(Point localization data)
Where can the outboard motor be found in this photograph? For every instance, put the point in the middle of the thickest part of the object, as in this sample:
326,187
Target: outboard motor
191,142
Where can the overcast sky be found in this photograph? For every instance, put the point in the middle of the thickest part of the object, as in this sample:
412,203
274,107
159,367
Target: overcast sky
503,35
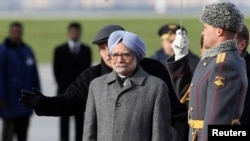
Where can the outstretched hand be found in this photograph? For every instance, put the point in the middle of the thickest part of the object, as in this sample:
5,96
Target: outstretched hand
180,44
31,99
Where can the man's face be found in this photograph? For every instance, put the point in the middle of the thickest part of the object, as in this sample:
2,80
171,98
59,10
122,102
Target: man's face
74,33
104,52
167,44
123,61
16,33
209,36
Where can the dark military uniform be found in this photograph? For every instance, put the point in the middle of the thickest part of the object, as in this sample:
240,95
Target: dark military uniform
215,92
245,117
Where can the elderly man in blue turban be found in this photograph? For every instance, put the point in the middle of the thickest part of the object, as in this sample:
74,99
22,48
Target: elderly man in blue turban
127,104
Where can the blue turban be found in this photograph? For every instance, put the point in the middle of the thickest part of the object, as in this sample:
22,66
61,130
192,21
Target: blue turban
130,40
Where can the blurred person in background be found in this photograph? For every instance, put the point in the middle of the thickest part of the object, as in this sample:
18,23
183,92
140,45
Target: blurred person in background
70,59
74,99
242,40
167,33
18,70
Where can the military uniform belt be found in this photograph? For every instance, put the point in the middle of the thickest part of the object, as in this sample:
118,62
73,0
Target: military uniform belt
198,124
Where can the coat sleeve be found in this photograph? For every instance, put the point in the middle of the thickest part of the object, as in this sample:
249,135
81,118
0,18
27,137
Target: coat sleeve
70,103
161,116
225,95
56,65
3,63
90,120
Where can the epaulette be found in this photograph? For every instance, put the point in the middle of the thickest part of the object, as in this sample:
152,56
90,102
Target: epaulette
221,57
185,97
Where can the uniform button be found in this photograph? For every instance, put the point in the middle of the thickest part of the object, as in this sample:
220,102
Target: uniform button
118,104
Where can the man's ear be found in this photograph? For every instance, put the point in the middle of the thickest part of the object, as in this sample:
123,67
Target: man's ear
241,45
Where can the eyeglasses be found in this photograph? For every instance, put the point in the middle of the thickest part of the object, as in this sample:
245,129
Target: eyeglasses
115,56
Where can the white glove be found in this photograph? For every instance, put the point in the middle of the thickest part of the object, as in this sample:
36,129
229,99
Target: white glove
180,44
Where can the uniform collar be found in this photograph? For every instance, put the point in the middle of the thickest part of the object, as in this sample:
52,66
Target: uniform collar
229,45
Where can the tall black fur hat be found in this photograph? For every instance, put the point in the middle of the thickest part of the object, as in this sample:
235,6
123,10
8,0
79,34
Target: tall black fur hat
223,15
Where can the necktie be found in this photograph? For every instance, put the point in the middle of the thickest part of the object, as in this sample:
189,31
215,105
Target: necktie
74,50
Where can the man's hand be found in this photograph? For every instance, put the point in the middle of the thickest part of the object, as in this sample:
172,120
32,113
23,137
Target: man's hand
180,44
31,99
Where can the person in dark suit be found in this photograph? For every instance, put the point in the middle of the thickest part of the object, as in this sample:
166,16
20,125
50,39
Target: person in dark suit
70,59
74,99
242,40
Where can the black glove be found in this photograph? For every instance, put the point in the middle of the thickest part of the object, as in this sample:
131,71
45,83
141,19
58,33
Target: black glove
32,99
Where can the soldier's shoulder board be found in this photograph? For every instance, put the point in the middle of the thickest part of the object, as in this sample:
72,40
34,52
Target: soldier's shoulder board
221,57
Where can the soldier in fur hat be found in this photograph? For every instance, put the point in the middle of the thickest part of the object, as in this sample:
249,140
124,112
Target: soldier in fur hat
208,91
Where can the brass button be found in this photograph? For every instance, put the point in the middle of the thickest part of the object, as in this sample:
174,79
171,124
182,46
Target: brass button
191,109
118,104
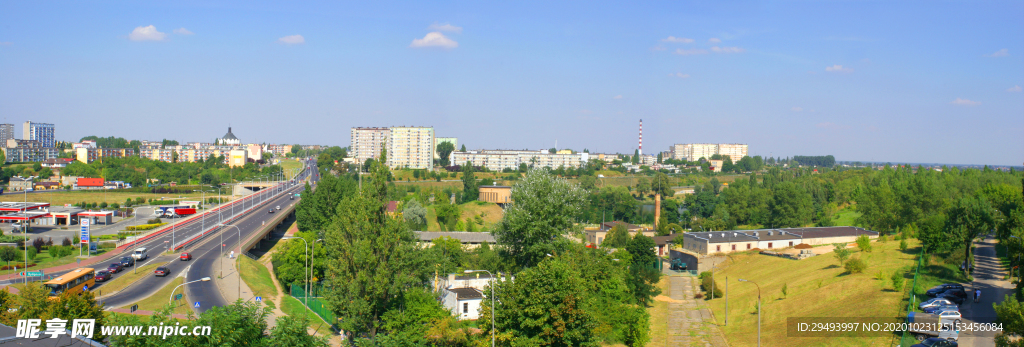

> **Work to complete**:
Each line above should be written out again unchanged; no images are to be carried over.

> **Result of the task**:
Where can the outboard motor be found in this photograph? For every instance, put the point in the middle of the thickest part of the object, as in this sample:
326,187
Target: outboard motor
191,142
Where can the overcast sky be found in this photograph? For every instance, put the point in the middle of the thickest part of the object, as in this sample:
412,203
274,107
159,367
Target: overcast sky
503,35
Where can the outstretched hand be found in this photograph? For every instance, put the point in the middle of the thickest part of the object, as in this sample:
5,96
Target: outstretched hand
180,44
31,99
Where can the man's face be found in this photograph? For every instance, put the point in the middle of the thickest part of the object, as in this sample:
2,80
171,98
59,10
122,102
Target: man's face
74,33
104,52
167,44
123,61
16,33
209,36
Where can the dark military uniform be found in this photograph? For every instance, put the point in the middle of the thickest part of the object, as in this sample:
240,95
Target: dark military uniform
215,92
245,117
Where can the elderly man in blue turban be found in this photograph? For every instance, put the point in the middle of the thickest part of the object, as in this sample:
74,99
22,48
Target: elderly man in blue turban
127,104
Where can the blue turban be found in this photograph? For every instance, put the point in the middle of the thickest part of the object, as in this sample:
22,66
61,130
192,21
Target: blue turban
130,40
Where can the blurred person in background be found in this photograph? For every instance, put the point in the middle of the thickest part of the object, as in this sample:
18,23
183,92
140,45
Target: blurred person in background
70,59
74,99
242,40
167,33
18,70
Where can the military uniform belt be found in this photograph? For every instance, put the point in the middle of the thickest part of the object, as in this sample:
118,62
73,0
Target: military uniform belt
198,124
Where can the coat sleeve be found in this photograph? For every instance, put the point in the middle of the thickest part of the object, as in this sample:
249,135
81,118
0,18
27,137
Target: coat sleeve
70,103
161,116
225,95
56,65
3,63
90,120
Where can the epaulette be found in this photograph? For every instance, put the point in the middle of the thickest part of the object, as in this sample:
152,56
90,102
Target: epaulette
221,57
185,97
Where can the uniform button be found in this photograph? For every instance, put the point in the middle of the thickest part of the object, as in this sample:
220,102
Target: uniform button
118,104
Where can the man's ear be found in this photograph? For every instance, put the point in the middle of the thickest part of the object, as in this sample:
123,67
Target: man's ear
241,45
Where can the eyeglasses be found in this photograph? For every instance, put the point in the middle of the thickest part of the object, as in this sample:
245,129
Target: eyeglasses
115,56
Where can the white glove be found in this photograph? For every instance, put the point in the middle of the thickest part of the object, as in this sample:
36,129
229,99
Target: white glove
180,44
Where can the uniform collar be found in this photograph? For every instance, put the point in the middle of the thickest part of the object, as in this sample:
52,66
Target: uniform collar
229,45
Where can the tall black fur hat be found in this photograph? For every instance, put the point in the middle of the thickest part of the object, as in this sample:
235,6
123,10
8,0
79,34
Target: tall black fur hat
223,15
Where can the necktie be found in this photograph? For every instance, put the point in the middle of the thickest part of the object, as in this sample:
189,31
215,105
Target: necktie
74,50
Where can the man's hand be found in this photograph? For every instance, put the point in the middle of the thickest part of the object, as in this sample:
172,120
32,113
23,137
Target: man's hand
180,44
31,99
Where can the person in dark suit be found in this photograph? For every instance, put the point in the middle of the thickest part of the object, as in this sample:
166,16
20,125
50,39
Target: person in dark suit
70,59
74,99
242,40
Where can the black glove be found in this photograph? For every instance, put the point in the middle of the thickest part of the object, as in this sample:
131,71
45,83
141,19
58,33
Target: black glove
32,99
Where can the soldier's shoulder board be found in this photograph? For every instance, put the point in the middle of the thickest part of the object, as in this sample:
72,40
34,52
Target: soldier's shoulder board
221,57
Where can the soldier in fur hat be found in this photograph? For every instance, put the point in the middle of the thickest part of the object, as in this sample:
249,140
124,112
Target: soldier in fur hat
208,91
Where can the brass button be found in this photograph? For every instance, put the point in the middle of the thickest part of the object, as in this sample:
174,79
171,124
182,46
Target: brass button
191,109
118,104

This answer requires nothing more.